What to work on
Rewrite the lines below with each occurrence of "carpeted floor" changed to "wooden floor" and everything else kept the same. Omit the pictures from your version.

(begin)

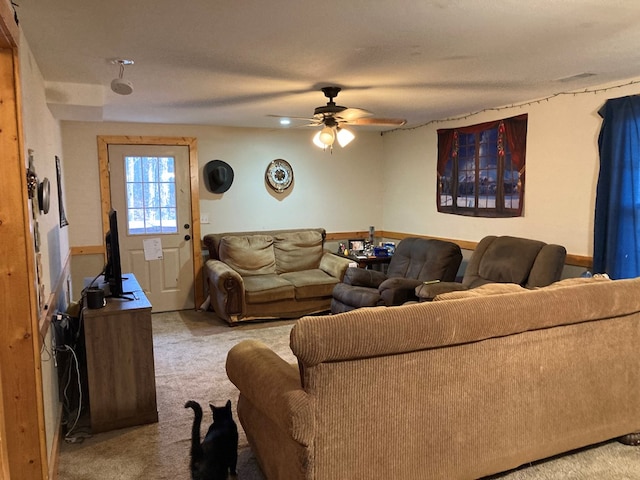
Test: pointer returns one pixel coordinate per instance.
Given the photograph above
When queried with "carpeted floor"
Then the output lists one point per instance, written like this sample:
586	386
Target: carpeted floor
190	350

(end)

Solution below
Test: pointer returns one pixel coordinate per instance.
Given the photograph above
When queried with "wooden floor"
Then the output lists one point per instance, written like this sample:
586	386
Target: wooden floor
190	350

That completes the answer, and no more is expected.